• What the exercise asks: Reproduce every one of the rows below verbatim, line for line, with no changes.
# # # # # # #
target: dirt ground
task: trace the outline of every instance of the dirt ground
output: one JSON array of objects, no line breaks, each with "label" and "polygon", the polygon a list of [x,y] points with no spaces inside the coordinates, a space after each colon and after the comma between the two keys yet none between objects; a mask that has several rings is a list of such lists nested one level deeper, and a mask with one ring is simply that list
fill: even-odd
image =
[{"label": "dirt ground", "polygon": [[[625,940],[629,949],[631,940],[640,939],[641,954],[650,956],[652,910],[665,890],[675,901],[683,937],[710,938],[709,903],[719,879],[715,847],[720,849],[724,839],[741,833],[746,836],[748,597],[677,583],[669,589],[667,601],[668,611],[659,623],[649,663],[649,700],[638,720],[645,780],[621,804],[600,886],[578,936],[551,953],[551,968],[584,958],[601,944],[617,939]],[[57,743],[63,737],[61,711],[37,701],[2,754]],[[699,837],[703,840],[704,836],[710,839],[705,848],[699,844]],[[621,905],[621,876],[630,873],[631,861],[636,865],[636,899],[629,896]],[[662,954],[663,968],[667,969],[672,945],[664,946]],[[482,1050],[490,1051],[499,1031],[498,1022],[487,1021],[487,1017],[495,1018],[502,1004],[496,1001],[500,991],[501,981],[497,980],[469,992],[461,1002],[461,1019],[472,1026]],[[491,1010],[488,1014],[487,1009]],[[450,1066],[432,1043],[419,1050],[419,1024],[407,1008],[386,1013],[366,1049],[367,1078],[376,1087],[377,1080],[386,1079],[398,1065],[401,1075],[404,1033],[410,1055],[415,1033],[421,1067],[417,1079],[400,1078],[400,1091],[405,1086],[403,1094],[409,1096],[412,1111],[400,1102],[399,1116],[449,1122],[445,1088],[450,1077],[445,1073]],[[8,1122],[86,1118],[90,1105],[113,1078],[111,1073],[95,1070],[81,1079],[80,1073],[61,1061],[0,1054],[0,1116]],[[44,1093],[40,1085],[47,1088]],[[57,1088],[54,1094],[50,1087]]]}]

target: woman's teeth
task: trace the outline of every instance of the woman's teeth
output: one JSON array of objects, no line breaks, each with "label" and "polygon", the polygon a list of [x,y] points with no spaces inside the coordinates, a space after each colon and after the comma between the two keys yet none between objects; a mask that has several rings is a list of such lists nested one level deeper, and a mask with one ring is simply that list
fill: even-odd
# # # # # # #
• Response:
target: dirt ground
task: trace the outline of every instance of the dirt ground
output: one JSON array of objects, no line breaks, each with "label" and "polygon", the polygon a list of [x,y] points with no spaces inside the coordinates, a space after each colon and after the comma between the two keys yet none between objects; a mask that has several rings is a list of such lists nested one level deeper, and a mask with one ring is simply that list
fill: even-odd
image =
[{"label": "dirt ground", "polygon": [[[625,940],[629,949],[631,940],[640,939],[641,954],[650,956],[652,910],[665,890],[675,901],[683,937],[710,938],[709,903],[719,879],[715,847],[720,849],[724,839],[741,833],[746,836],[748,597],[677,583],[669,589],[667,601],[668,611],[659,623],[649,663],[649,700],[638,720],[645,780],[621,804],[600,886],[578,936],[551,953],[551,968],[584,958],[601,944],[617,939]],[[57,743],[63,737],[61,711],[37,701],[2,754]],[[699,837],[703,840],[704,836],[710,839],[705,848],[699,844]],[[621,905],[621,876],[630,873],[631,861],[636,865],[636,899],[629,896]],[[662,954],[663,968],[667,969],[672,945],[664,946]],[[482,1050],[490,1051],[499,1031],[498,1022],[487,1021],[487,1017],[495,1018],[502,1004],[496,1001],[500,991],[501,981],[497,980],[469,992],[461,1002],[461,1019],[472,1026]],[[491,1010],[488,1014],[487,1009]],[[450,1066],[432,1043],[419,1050],[419,1024],[407,1008],[386,1013],[366,1049],[367,1078],[376,1087],[377,1080],[386,1079],[398,1065],[401,1075],[404,1033],[410,1055],[415,1033],[421,1067],[417,1079],[400,1078],[400,1091],[405,1086],[403,1094],[409,1096],[412,1111],[400,1102],[399,1116],[449,1122],[445,1088],[450,1077],[445,1073]],[[8,1122],[86,1118],[90,1105],[113,1078],[111,1073],[95,1070],[81,1079],[80,1073],[61,1061],[0,1054],[0,1116]],[[44,1093],[40,1085],[47,1088]],[[57,1088],[54,1094],[50,1087]]]}]

target: woman's teeth
task: trace the outline of every instance of the woman's teeth
output: one JSON array of objects, no line breaks, each with "label" and "polygon", the polygon a list of [x,y] points with no spaces inside the coordinates, a space after each colon and after the comma between the two keys yet none between objects; a mask that has several rings is a list of such lists nested one level deeper, and a mask with one ring is simply that list
fill: even-odd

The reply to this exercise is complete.